To be done: Reproduce every item below character for character, leaving out the pictures.

========

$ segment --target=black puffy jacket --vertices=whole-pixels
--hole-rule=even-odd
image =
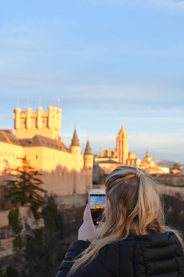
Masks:
[[[86,242],[73,242],[56,277],[70,276],[74,258],[88,247]],[[172,232],[132,236],[101,249],[98,257],[72,277],[184,277],[184,254]]]

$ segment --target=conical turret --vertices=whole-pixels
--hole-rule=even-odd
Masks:
[[[75,129],[73,138],[71,140],[71,146],[80,146],[79,139],[77,134],[77,132],[76,130]]]
[[[70,146],[71,153],[75,155],[79,155],[81,154],[81,147],[79,145],[79,139],[75,128],[73,138],[71,140]]]
[[[85,149],[85,152],[84,155],[92,155],[91,149],[90,148],[90,143],[89,142],[89,139],[87,140],[87,144],[86,147]]]

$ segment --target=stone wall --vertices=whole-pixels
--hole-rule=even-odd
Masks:
[[[58,207],[67,208],[72,207],[82,207],[86,206],[87,201],[88,195],[77,194],[72,195],[56,196],[55,199]]]
[[[155,177],[154,177],[155,178]],[[169,186],[184,187],[184,175],[160,175],[156,178],[163,181]]]
[[[36,220],[29,207],[19,207],[19,220],[22,227],[19,235],[23,238],[29,235],[30,231],[40,229],[44,226],[43,218]],[[12,255],[16,251],[13,241],[18,235],[9,225],[8,214],[10,209],[0,211],[0,258]]]

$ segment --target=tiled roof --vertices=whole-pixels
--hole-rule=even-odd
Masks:
[[[0,130],[0,141],[21,146],[20,140],[10,130]]]
[[[98,163],[119,163],[117,162],[116,162],[115,161],[113,161],[112,160],[108,160],[107,161],[99,161]]]

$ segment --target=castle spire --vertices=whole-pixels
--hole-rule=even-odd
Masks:
[[[73,138],[71,140],[71,146],[80,146],[79,139],[77,134],[76,130],[75,128]]]
[[[84,153],[84,155],[91,155],[91,149],[90,148],[90,143],[89,142],[89,140],[88,139],[87,142],[87,144],[86,145],[86,149],[85,149],[85,152]]]

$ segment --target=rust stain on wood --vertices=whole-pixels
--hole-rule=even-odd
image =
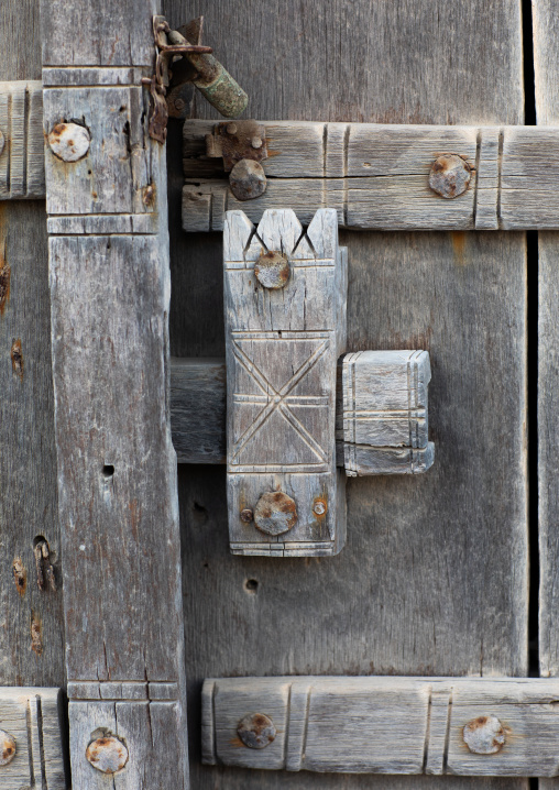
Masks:
[[[12,371],[23,381],[23,353],[21,350],[21,338],[13,340],[12,349],[10,352],[12,358]]]
[[[21,557],[17,557],[13,560],[12,569],[15,589],[21,597],[23,597],[23,595],[25,595],[25,590],[28,589],[28,571],[25,570],[25,566],[23,564]]]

========

Solution below:
$ segment --target=black puffy jacket --vertices=whole-pixels
--hole-rule=even-odd
image =
Masks:
[[[86,242],[73,242],[56,277],[70,276],[74,258],[88,247]],[[172,232],[132,236],[101,249],[98,257],[72,277],[184,277],[184,254]]]

$ segment --target=conical turret --vertices=whole-pixels
--hole-rule=even-odd
Masks:
[[[75,129],[73,138],[71,140],[71,146],[80,146],[79,139],[77,134],[77,132],[76,130]]]
[[[70,146],[71,153],[75,155],[79,155],[81,154],[81,147],[79,145],[79,139],[75,128],[73,138],[71,140]]]
[[[85,149],[85,152],[84,155],[92,155],[91,149],[90,148],[90,143],[89,142],[89,139],[87,140],[87,144],[86,147]]]

$ segment --target=stone wall --vertices=whole-pixels
--hole-rule=even-odd
Masks:
[[[58,207],[67,208],[72,207],[82,207],[86,206],[87,201],[88,195],[77,194],[72,195],[56,196],[55,199]]]
[[[155,177],[154,177],[155,178]],[[169,186],[184,187],[184,175],[160,175],[156,178],[163,181]]]
[[[36,220],[29,207],[19,207],[19,220],[22,227],[19,235],[23,238],[29,235],[30,231],[40,229],[44,226],[43,218]],[[12,255],[16,251],[13,241],[18,235],[9,225],[8,214],[10,209],[0,211],[0,258]]]

$ segment --target=tiled roof --vertices=whole-pixels
--hole-rule=even-odd
Masks:
[[[0,130],[0,141],[21,146],[20,140],[10,130]]]
[[[98,163],[119,163],[117,162],[116,162],[115,161],[113,161],[112,160],[108,160],[107,161],[99,161]]]

$ segment --target=castle spire --vertices=whole-pixels
--hole-rule=even-odd
Masks:
[[[73,138],[71,140],[71,146],[80,146],[79,139],[77,134],[76,130],[75,128]]]
[[[84,153],[84,155],[91,155],[91,149],[90,148],[90,143],[89,142],[89,140],[88,139],[87,142],[87,144],[86,145],[86,149],[85,149],[85,152]]]

$ segment --target=rust stain on wood --vertices=whole-pixels
--hole-rule=even-odd
image =
Masks:
[[[12,371],[23,381],[23,353],[21,350],[21,338],[13,340],[12,349],[10,352],[12,358]]]
[[[21,557],[17,557],[13,560],[12,569],[15,589],[21,597],[23,597],[23,595],[25,595],[25,590],[28,589],[28,571],[25,570],[25,566],[23,564]]]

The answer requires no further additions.